▶ **EXERCISE BRIEF**: Reproduce, word for word, the full passage critiquing a book's account of the Covid response.

But why let facts interfere with a good PC rant?

Beyond the misplaced mask/test supply chain and medical industry finance/understaffing theme, the authors dramatically portray the pseudo-apocalyptic early days of “The Pandemic.” In so doing, they suggest that our government could have stopped the crisis in its tracks but didn’t because it got caught off-guard and was derailed by politics and internal squabbles.

The authors’ overall focus on incompetence, inefficiency, reckless capitalism and patient neglect plays to liberal readers’ Holy Grail fantasies of “good government” and “public/private partnerships.” But the authors’ misfocus on acquiring and distributing masks, administering tests, lockdown delays, and hospital and nursing home finance destroys their overall credibility. Universal application of a superabundance of tests and masks and nurses and earlier, tighter, longer lockdowns wouldn’t have improved Covid outcomes. These interventions were worthless, at best.

Focusing on unpreparedness and incompetence misses the point. To the extent these problems exist, they have little or nothing to do with the Covid responses that hurt hundreds of millions of people, namely lockdowns, school closures, masking, and mass injections. The authors fail to confront the core reality that the Scamdemic was a medical and governmental overreaction, not an underreaction.

After all of the vaxx failure, the authors astoundingly and assuredly declare that Operation Warp Speed was one example of how government and private industry partnered and “got it right.” They assert that the shots kept many out of hospitals and saved hundreds of thousands of lives. In support of this net opinion, they drop only a footnote to one, untitled NIH study concluding that the shots “saved 140,000 lives.”

▶ **SUPPLIED DATA**:

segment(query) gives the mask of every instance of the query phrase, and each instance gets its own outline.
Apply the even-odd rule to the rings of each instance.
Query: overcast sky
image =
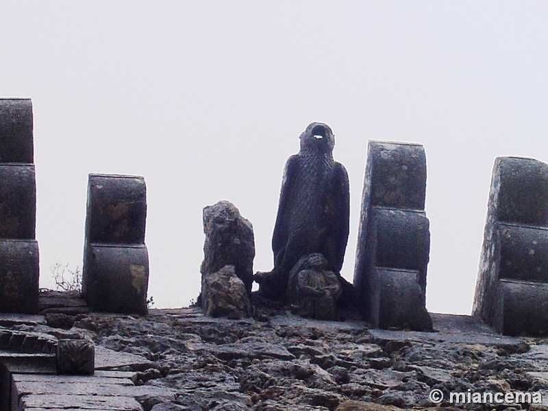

▶ **SOLUTION FOR THIS PROBLEM**:
But why let facts interfere with a good PC rant?

Beyond the misplaced mask/test supply chain and medical industry finance/understaffing theme, the authors dramatically portray the pseudo-apocalyptic early days of “The Pandemic.” In so doing, they suggest that our government could have stopped the crisis in its tracks but didn’t because it got caught off-guard and was derailed by politics and internal squabbles.

The authors’ overall focus on incompetence, inefficiency, reckless capitalism and patient neglect plays to liberal readers’ Holy Grail fantasies of “good government” and “public/private partnerships.” But the authors’ misfocus on acquiring and distributing masks, administering tests, lockdown delays, and hospital and nursing home finance destroys their overall credibility. Universal application of a superabundance of tests and masks and nurses and earlier, tighter, longer lockdowns wouldn’t have improved Covid outcomes. These interventions were worthless, at best.

Focusing on unpreparedness and incompetence misses the point. To the extent these problems exist, they have little or nothing to do with the Covid responses that hurt hundreds of millions of people, namely lockdowns, school closures, masking, and mass injections. The authors fail to confront the core reality that the Scamdemic was a medical and governmental overreaction, not an underreaction.

After all of the vaxx failure, the authors astoundingly and assuredly declare that Operation Warp Speed was one example of how government and private industry partnered and “got it right.” They assert that the shots kept many out of hospitals and saved hundreds of thousands of lives. In support of this net opinion, they drop only a footnote to one, untitled NIH study concluding that the shots “saved 140,000 lives.”